Data extracted from a collection
____________

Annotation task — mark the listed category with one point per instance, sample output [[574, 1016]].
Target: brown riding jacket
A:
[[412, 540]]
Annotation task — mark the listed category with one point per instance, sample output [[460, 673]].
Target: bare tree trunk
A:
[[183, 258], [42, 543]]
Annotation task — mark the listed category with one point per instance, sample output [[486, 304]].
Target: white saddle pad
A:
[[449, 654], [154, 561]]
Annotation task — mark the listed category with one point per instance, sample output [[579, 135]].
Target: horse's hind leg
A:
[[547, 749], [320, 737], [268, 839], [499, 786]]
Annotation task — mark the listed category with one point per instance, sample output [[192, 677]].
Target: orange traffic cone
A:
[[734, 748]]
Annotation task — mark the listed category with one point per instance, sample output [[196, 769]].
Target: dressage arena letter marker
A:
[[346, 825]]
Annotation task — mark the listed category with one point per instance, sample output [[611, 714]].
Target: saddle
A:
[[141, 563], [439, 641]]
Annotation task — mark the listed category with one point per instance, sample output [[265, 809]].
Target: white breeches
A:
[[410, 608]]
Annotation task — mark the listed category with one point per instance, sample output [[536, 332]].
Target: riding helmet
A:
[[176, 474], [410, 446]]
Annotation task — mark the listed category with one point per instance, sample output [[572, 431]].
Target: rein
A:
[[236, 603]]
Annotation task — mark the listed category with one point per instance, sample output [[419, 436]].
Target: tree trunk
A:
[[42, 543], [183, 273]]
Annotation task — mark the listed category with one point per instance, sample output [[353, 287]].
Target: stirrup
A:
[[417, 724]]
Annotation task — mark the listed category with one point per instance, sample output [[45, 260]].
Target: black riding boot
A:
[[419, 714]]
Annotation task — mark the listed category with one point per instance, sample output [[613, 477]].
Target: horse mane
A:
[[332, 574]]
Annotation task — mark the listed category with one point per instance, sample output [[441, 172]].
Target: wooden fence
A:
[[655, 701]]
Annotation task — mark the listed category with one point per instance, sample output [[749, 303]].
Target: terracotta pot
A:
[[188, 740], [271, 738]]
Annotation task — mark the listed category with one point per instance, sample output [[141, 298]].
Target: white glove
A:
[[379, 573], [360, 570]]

____________

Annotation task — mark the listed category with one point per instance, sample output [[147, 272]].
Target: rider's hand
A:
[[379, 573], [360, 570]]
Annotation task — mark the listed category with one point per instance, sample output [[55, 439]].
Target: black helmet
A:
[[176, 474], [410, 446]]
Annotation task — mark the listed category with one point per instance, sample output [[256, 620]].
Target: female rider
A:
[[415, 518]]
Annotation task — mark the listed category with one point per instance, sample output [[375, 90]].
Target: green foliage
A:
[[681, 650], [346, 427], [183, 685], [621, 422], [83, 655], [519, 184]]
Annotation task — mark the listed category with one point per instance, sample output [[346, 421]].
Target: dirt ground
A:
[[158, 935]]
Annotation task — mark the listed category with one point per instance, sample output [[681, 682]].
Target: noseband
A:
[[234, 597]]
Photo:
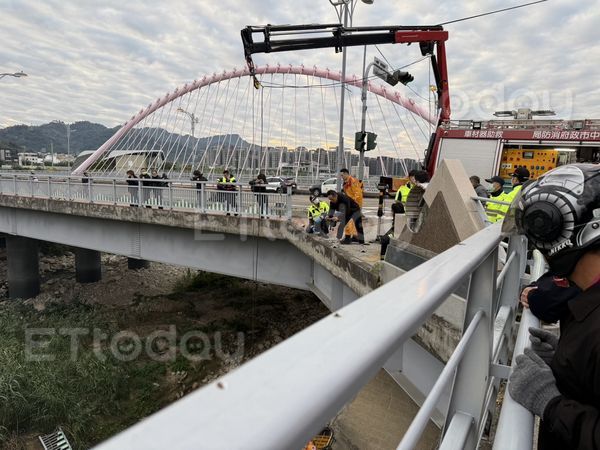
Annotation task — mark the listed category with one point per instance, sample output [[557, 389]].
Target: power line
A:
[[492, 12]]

____________

Going through the data above, please tally the lines that contain the string "horse" and return only the total.

### Response box:
2